■ **Goal of the exercise**:
Copy out only those lines running from the line with "of the small" to the end of the listing, keeping each one exactly as it is.

■ **Material shown**:

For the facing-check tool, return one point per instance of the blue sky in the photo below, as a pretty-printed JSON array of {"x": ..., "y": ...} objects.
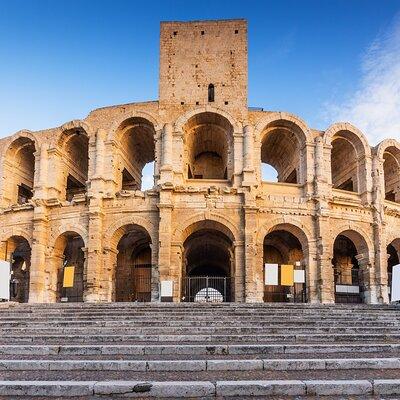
[{"x": 321, "y": 60}]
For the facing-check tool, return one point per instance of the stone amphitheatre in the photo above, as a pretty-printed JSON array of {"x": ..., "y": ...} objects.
[{"x": 214, "y": 282}]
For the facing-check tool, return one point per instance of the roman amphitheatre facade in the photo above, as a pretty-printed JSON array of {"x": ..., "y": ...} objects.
[{"x": 72, "y": 195}]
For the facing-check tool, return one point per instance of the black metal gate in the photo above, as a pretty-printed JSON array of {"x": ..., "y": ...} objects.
[
  {"x": 207, "y": 289},
  {"x": 348, "y": 286}
]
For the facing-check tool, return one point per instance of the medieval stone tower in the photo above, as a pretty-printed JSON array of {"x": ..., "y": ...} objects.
[{"x": 77, "y": 225}]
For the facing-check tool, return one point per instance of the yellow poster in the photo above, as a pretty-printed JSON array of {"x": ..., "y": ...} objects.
[
  {"x": 287, "y": 275},
  {"x": 69, "y": 273}
]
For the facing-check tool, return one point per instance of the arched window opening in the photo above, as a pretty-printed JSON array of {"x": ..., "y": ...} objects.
[
  {"x": 280, "y": 149},
  {"x": 208, "y": 263},
  {"x": 347, "y": 271},
  {"x": 344, "y": 163},
  {"x": 208, "y": 147},
  {"x": 137, "y": 154},
  {"x": 75, "y": 145},
  {"x": 17, "y": 251},
  {"x": 282, "y": 248},
  {"x": 391, "y": 170},
  {"x": 133, "y": 272},
  {"x": 211, "y": 93},
  {"x": 69, "y": 250},
  {"x": 19, "y": 171}
]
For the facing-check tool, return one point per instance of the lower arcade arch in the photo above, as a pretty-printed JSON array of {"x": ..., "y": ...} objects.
[
  {"x": 350, "y": 257},
  {"x": 134, "y": 265},
  {"x": 283, "y": 257},
  {"x": 17, "y": 251},
  {"x": 69, "y": 253},
  {"x": 208, "y": 265},
  {"x": 393, "y": 258}
]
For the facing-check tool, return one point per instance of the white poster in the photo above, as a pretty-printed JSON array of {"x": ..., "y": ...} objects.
[
  {"x": 271, "y": 274},
  {"x": 5, "y": 280},
  {"x": 167, "y": 288},
  {"x": 299, "y": 276},
  {"x": 395, "y": 290}
]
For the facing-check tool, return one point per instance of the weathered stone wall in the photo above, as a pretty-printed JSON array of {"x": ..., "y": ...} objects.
[{"x": 239, "y": 206}]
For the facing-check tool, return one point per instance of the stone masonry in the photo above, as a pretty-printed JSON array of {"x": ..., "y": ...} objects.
[{"x": 77, "y": 189}]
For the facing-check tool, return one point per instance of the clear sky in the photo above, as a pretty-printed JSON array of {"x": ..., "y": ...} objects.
[{"x": 322, "y": 60}]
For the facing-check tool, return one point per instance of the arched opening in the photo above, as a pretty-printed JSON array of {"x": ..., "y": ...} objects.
[
  {"x": 349, "y": 252},
  {"x": 208, "y": 147},
  {"x": 208, "y": 264},
  {"x": 391, "y": 171},
  {"x": 281, "y": 145},
  {"x": 346, "y": 153},
  {"x": 70, "y": 256},
  {"x": 19, "y": 171},
  {"x": 75, "y": 149},
  {"x": 137, "y": 154},
  {"x": 393, "y": 258},
  {"x": 134, "y": 266},
  {"x": 284, "y": 268},
  {"x": 17, "y": 251}
]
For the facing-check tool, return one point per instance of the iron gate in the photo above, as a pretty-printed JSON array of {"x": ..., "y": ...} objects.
[
  {"x": 348, "y": 286},
  {"x": 207, "y": 289}
]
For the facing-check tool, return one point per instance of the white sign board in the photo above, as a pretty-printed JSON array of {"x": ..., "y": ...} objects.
[
  {"x": 167, "y": 288},
  {"x": 395, "y": 290},
  {"x": 271, "y": 274},
  {"x": 5, "y": 280}
]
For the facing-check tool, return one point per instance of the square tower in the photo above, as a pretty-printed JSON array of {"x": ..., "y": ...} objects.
[{"x": 204, "y": 62}]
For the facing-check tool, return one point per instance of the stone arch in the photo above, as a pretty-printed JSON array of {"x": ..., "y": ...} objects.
[
  {"x": 349, "y": 153},
  {"x": 19, "y": 168},
  {"x": 133, "y": 276},
  {"x": 136, "y": 147},
  {"x": 223, "y": 223},
  {"x": 68, "y": 250},
  {"x": 388, "y": 154},
  {"x": 183, "y": 119},
  {"x": 116, "y": 230},
  {"x": 73, "y": 145},
  {"x": 208, "y": 146},
  {"x": 281, "y": 142},
  {"x": 351, "y": 264},
  {"x": 130, "y": 115}
]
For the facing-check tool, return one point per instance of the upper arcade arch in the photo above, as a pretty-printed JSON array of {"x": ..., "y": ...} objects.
[
  {"x": 349, "y": 154},
  {"x": 208, "y": 152},
  {"x": 388, "y": 153},
  {"x": 135, "y": 137},
  {"x": 282, "y": 141},
  {"x": 19, "y": 169},
  {"x": 73, "y": 143}
]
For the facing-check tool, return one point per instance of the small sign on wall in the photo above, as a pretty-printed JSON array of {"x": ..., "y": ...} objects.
[
  {"x": 5, "y": 274},
  {"x": 167, "y": 290},
  {"x": 395, "y": 289}
]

■ **Output**:
For the facing-check tool, return one point per instance of the small sign on wall in the photo above, as a pretty-printed JSON array of {"x": ..., "y": ...} objects.
[
  {"x": 5, "y": 274},
  {"x": 167, "y": 290},
  {"x": 395, "y": 289}
]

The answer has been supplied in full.